RAW RECORDS =
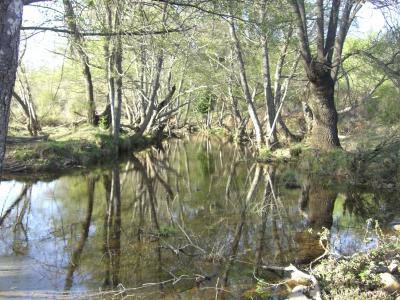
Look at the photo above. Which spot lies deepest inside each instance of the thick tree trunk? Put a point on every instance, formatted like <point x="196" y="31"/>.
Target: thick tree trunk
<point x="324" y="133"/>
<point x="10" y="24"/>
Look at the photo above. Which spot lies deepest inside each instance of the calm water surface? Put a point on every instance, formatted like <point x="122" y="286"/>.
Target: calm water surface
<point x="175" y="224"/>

--

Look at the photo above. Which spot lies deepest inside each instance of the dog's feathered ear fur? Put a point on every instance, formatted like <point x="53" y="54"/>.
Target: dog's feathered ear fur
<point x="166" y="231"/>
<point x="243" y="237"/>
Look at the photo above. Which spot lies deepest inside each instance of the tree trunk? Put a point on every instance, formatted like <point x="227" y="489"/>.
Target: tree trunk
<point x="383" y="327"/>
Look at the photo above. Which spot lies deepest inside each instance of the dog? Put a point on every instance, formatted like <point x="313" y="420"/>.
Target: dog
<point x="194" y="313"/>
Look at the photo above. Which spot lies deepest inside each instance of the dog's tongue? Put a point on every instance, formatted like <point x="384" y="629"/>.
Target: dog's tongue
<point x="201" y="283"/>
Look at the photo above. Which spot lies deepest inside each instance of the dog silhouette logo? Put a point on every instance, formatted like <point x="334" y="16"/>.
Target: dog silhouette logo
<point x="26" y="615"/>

--

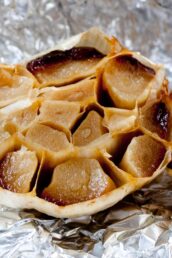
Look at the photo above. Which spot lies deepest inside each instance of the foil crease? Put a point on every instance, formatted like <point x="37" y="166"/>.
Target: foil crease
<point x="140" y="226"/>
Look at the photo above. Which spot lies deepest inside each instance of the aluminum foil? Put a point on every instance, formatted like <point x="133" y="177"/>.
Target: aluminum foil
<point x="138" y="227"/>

REQUIRED TASK =
How many lines of the material above contain the string "foil", with case counting? Reply with the number only.

REPLY TO THE EXERCISE =
4